How to complete this task:
Line by line, transcribe the listing below without omission.

Data section:
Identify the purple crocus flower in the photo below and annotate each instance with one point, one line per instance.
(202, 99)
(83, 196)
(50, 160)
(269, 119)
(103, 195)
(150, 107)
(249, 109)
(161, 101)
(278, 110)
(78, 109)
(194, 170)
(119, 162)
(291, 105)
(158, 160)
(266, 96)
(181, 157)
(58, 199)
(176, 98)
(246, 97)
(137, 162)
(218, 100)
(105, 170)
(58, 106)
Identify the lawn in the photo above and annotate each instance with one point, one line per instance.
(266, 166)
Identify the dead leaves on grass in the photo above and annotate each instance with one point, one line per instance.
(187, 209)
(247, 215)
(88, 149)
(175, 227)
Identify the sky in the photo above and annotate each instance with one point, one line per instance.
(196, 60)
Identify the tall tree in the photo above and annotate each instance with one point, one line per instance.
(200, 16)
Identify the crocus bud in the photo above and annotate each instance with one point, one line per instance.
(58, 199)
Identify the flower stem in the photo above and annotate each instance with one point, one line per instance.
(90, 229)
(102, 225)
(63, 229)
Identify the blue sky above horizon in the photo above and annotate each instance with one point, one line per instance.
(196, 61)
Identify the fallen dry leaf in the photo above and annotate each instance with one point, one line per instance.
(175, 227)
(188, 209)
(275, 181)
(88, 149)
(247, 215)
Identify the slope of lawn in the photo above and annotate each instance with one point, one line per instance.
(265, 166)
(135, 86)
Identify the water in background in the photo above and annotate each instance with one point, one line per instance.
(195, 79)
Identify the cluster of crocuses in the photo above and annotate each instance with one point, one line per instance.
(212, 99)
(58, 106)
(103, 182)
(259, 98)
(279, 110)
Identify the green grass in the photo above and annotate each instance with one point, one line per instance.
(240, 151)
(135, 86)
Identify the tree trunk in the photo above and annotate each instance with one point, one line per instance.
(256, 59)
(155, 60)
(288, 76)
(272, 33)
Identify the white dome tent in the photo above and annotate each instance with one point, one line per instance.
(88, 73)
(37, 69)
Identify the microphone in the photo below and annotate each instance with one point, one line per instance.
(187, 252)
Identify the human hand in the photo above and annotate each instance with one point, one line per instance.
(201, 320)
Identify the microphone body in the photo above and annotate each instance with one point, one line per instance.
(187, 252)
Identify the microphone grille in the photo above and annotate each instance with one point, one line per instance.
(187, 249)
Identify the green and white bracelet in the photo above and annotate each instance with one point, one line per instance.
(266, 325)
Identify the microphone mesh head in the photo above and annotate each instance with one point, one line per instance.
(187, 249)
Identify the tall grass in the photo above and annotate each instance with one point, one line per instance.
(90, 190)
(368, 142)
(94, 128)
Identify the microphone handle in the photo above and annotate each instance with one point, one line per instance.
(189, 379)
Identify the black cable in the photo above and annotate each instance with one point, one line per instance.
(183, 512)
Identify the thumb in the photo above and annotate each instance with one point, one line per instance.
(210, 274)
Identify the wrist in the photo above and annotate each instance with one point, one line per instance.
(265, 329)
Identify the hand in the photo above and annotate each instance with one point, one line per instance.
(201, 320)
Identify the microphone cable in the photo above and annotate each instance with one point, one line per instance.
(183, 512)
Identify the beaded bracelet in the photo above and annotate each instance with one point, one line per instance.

The answer:
Identify the purple crocus flower in the photo below and annotate each instance with one point, one line per instance.
(202, 99)
(83, 196)
(50, 160)
(269, 119)
(103, 195)
(150, 107)
(249, 109)
(161, 101)
(278, 110)
(78, 109)
(194, 170)
(119, 162)
(291, 105)
(158, 160)
(266, 96)
(181, 157)
(58, 199)
(176, 98)
(246, 97)
(137, 162)
(218, 100)
(105, 170)
(58, 106)
Identify the lawn in the photo above and annotate each instance with one point, one line per instance.
(266, 166)
Identify the dead leaves on grass in the photo above and annotate each instance with one point, one line per instance.
(187, 209)
(247, 215)
(88, 149)
(175, 227)
Identify the sky in the photo above and annotate each instance with one point, one line per instance.
(196, 60)
Identify the tall tree in the photo above and annotate each instance with one point, one line per instance.
(200, 16)
Identify the crocus bud in the photo above and annotate each instance with one point, one line per instance.
(58, 199)
Identify the flower stem in the photo above and annotate each instance with one point, one line per instance.
(90, 229)
(102, 225)
(63, 229)
Identify the blue sky above horizon in the photo above and annotate each instance with one point, one line per instance.
(196, 61)
Identify the fallen dry leaf in the photo above and annotate each instance with one point, one line per instance.
(175, 227)
(188, 209)
(275, 181)
(88, 149)
(247, 215)
Identify the slope of lawn in the photo above and annotate each instance with one point, one line per instance.
(265, 166)
(135, 86)
Identify the water in background in the photo above and annotate each instance with one point, one line per instance.
(195, 79)
Identify the cluster of crocuses in the photo above and annotate each instance with one point, one line per instance.
(212, 99)
(58, 106)
(103, 182)
(259, 98)
(279, 110)
Identify the green grass in the photo above and annotate each instance with one point, one line per instance.
(240, 151)
(135, 86)
Identify the tree trunk in the photo above and annotate each instance with one point, one line per instance.
(256, 59)
(155, 60)
(288, 76)
(272, 33)
Identify the white dome tent in the photo above and annotate each instance with one point, one line per instance.
(88, 73)
(37, 69)
Identify the microphone in the photo below and annotate each instance with one point, one line per instance.
(187, 252)
Identify the human hand in the photo above and annotate each instance with one point, one line per instance.
(201, 320)
Identify the microphone body in the photo above and annotate each instance with one point, one line per instance.
(187, 252)
Identify the microphone grille in the photo above and annotate each instance with one point, one line per instance.
(187, 249)
Identify the green and white bracelet in the photo above and annotate each instance with one point, one line per instance.
(266, 325)
Identify the microphone mesh head in the photo above and annotate each instance with one point, one line per instance.
(187, 249)
Identify the tall grass in the photo above and annotate each instance with one point, one line per instance.
(90, 190)
(368, 142)
(94, 128)
Identify the microphone handle in the photo above and annotate each instance with one point, one line per instance.
(189, 379)
Identify the black cable in the photo above and annotate each instance with one point, one line per instance.
(183, 512)
Identify the thumb in the photo above and annotate each instance with one point, one line per instance.
(210, 274)
Identify the wrist in the photo above and annotate each instance with one point, one line per instance.
(265, 329)
Identify the hand in the photo above and annotate each instance with one point, one line per instance.
(201, 320)
Identify the microphone cable in the photo above and annotate each instance with one point, one line per instance.
(183, 512)
Identify the beaded bracelet in the photo above and annotate each instance with one point, one line per instance.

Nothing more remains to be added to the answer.